[Stored data entries]
—————

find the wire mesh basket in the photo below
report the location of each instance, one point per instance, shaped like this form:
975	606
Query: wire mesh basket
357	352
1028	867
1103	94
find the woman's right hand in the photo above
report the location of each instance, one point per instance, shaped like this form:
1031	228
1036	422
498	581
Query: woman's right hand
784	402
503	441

—————

— OBJECTIVE —
Update the material above by replacing "one point per instance" with "a single point for each instance" wherever it occurs, and leave everything else unchanged.

— RESULT OF THIS EXERCISE —
find the wire mesh basket in the photo below
report the location of each instance, a single point for each instance, shaped like this form:
975	606
Query: wire mesh basket
357	352
1028	867
1103	94
find the woman's right hand in the photo above
report the location of each instance, a single point for each instance, shaped like this form:
1031	228
1036	422
498	581
Query: woman's right hand
784	402
503	441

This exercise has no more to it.